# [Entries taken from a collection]
>>>>>
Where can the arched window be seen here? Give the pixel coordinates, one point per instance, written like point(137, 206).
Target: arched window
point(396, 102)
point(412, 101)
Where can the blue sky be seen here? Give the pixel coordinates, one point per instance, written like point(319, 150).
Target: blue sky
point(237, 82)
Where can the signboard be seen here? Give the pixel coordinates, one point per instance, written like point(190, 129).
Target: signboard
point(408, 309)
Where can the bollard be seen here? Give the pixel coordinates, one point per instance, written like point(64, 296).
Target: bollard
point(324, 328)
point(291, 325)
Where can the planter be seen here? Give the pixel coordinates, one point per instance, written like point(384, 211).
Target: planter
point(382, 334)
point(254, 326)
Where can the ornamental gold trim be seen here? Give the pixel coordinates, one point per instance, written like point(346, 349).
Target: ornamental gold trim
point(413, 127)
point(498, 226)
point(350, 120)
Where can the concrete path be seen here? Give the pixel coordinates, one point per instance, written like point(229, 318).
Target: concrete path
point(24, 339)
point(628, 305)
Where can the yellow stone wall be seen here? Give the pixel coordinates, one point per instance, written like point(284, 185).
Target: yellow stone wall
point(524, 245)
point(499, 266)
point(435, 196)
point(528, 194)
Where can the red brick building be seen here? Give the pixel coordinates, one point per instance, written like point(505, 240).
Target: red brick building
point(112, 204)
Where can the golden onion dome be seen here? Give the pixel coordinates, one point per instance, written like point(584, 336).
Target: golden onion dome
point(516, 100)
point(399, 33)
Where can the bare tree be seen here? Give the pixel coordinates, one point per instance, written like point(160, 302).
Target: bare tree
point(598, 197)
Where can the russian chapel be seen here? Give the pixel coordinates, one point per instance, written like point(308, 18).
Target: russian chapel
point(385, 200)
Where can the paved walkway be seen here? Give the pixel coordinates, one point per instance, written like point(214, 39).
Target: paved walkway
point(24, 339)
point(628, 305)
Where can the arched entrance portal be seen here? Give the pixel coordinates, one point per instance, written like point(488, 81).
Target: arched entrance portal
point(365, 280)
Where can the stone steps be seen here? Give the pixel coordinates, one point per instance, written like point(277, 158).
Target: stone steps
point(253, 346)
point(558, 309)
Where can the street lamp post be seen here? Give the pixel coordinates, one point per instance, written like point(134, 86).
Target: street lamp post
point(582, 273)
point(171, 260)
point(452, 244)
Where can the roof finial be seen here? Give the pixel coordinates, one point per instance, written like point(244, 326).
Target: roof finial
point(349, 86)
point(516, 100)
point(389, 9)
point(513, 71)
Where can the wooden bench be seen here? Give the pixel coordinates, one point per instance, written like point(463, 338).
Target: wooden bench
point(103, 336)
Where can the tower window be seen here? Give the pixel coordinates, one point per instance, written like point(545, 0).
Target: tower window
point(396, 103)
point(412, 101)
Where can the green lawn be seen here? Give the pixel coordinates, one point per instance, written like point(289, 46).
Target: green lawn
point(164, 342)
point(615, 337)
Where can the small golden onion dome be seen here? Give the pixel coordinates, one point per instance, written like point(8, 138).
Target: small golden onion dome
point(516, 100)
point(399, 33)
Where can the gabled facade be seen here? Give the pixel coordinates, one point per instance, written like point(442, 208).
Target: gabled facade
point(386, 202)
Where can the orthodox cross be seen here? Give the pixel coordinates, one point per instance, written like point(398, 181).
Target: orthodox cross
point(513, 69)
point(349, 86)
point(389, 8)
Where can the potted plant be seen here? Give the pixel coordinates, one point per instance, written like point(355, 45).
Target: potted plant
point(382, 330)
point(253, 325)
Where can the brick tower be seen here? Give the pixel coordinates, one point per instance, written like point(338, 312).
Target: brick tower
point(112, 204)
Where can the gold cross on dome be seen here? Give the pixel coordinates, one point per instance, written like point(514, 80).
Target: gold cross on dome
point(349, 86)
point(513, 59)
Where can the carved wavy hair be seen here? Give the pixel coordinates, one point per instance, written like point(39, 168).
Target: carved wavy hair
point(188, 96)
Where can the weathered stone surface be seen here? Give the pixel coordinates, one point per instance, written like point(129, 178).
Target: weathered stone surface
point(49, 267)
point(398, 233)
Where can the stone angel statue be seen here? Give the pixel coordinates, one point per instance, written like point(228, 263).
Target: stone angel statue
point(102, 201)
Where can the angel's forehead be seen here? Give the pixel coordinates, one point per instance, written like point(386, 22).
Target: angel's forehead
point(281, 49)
<<<<<
# [Exercise aim]
Retype every record exactly, omitting nothing.

# [Output of the exercise]
Where can the arched window be seen here? Give the pixel coordinates, one point per instance, written like point(137, 206).
Target: arched window
point(396, 102)
point(412, 101)
Where can the blue sky be seen here? Give the pixel coordinates, one point per instance, written like point(319, 150).
Target: blue sky
point(237, 82)
Where can the signboard be seen here? Give the pixel coordinates, one point per instance, written like point(190, 129).
Target: signboard
point(408, 309)
Where can the bollard be seen here? Give the pixel coordinates, one point per instance, written like point(64, 296).
Target: bollard
point(324, 328)
point(291, 325)
Where can the planter be seen here? Give the pixel coordinates, one point per instance, written like point(384, 211).
Target: planter
point(382, 334)
point(254, 326)
Where can the ornamental gold trim be seen here? Give the pixel coordinates, one point per instance, written like point(346, 349).
Target: ornamental gold trim
point(413, 127)
point(498, 226)
point(350, 120)
Where can the concrete path be seen here? Give the pixel coordinates, one point per instance, written like point(229, 318).
Target: concrete path
point(24, 339)
point(628, 305)
Where can the yellow stone wall be seen here? Give the pixel coordinates, one point per instance, written like point(284, 185).
Target: yellow stone wall
point(524, 245)
point(499, 266)
point(435, 196)
point(528, 194)
Where can the red brick building be seen here? Give the pixel coordinates, one point per instance, written like point(505, 240).
Target: red brick building
point(112, 204)
Where can the golden onion dome be seen here? Give the pixel coordinates, one point per instance, written like point(584, 336).
Target: golden onion dome
point(516, 100)
point(399, 33)
Where can the bare tree be seen here? Give the pixel coordinates, one point per instance, written like point(160, 302).
Target: bare tree
point(598, 197)
Where can the russian chapel be seen here? Give the pixel coordinates, one point per instance, written like point(308, 18).
Target: russian chapel
point(385, 200)
Where can the paved walkway be seen here? Give the pixel coordinates, one point per instance, written like point(214, 39).
Target: paved walkway
point(24, 339)
point(628, 305)
Where can the arched entrance portal be seen here? Give the pixel coordinates, one point per instance, written like point(488, 81).
Target: arched entrance portal
point(365, 280)
Where can the stone steps be seen here? Give the pixel coordinates, one point per instance, written like point(277, 158).
Target: stone steps
point(253, 346)
point(558, 309)
Where can the street lamp post be seen here? Give the pixel coordinates, one point per instance, written like point(134, 86).
Target: street lamp post
point(582, 273)
point(171, 260)
point(452, 244)
Where can the roof finial be seen here? Give the pixel coordinates, one point per instance, written like point(244, 326).
Target: roof finial
point(349, 86)
point(516, 100)
point(389, 9)
point(513, 71)
Where can the wooden bench be seen here? Give the pixel coordinates, one point per instance, written like point(463, 338).
Target: wooden bench
point(103, 336)
Where can the tower window be seen here? Give the pixel coordinates, one point per instance, written like point(545, 0).
Target: tower window
point(396, 103)
point(412, 101)
Where can the green lawn be seen here? Give the pixel coordinates, one point per instance, written like point(289, 46).
Target: green lawn
point(164, 342)
point(615, 337)
Where can the small golden onion dome be seen here? Give the pixel coordinates, one point per instance, written like point(8, 138).
Target: small golden onion dome
point(516, 100)
point(399, 33)
Where can the gabled facade be seen here? Give the pixel coordinates, one point per instance, written like point(442, 208).
Target: gabled facade
point(386, 202)
Where can the orthodox cross be seen here? Give the pixel coordinates, one point per instance, written like point(398, 181).
Target: orthodox cross
point(513, 69)
point(349, 86)
point(389, 8)
Where can the potted plant be seen here? Give the pixel coordinates, one point per instance, written like point(355, 45).
Target: potted plant
point(382, 330)
point(253, 325)
Where can the brick tower be seen here? Give the pixel coordinates, one point per instance, written like point(338, 312).
Target: brick tower
point(112, 204)
Where can the gold cross on dome be seen here? Give the pixel coordinates, one point per instance, written like point(514, 80).
Target: gold cross on dome
point(349, 86)
point(513, 59)
Where can the carved wavy hair be seen here? Give the pixel coordinates, one point per instance, written like point(39, 168).
Target: carved wavy hair
point(188, 96)
Where can the weathered stone surface be seen here? Give the pixel coordinates, one point per instance, written like point(129, 178).
Target: weathered stone surface
point(49, 267)
point(398, 233)
Where can the stone angel statue be seen here? Give the pixel coordinates, one point per instance, written like point(228, 263).
Target: stone angel statue
point(102, 201)
Where can the angel's forehead be seen here? Give the pixel coordinates, one point per instance, written like point(386, 22).
Target: angel's forehead
point(281, 49)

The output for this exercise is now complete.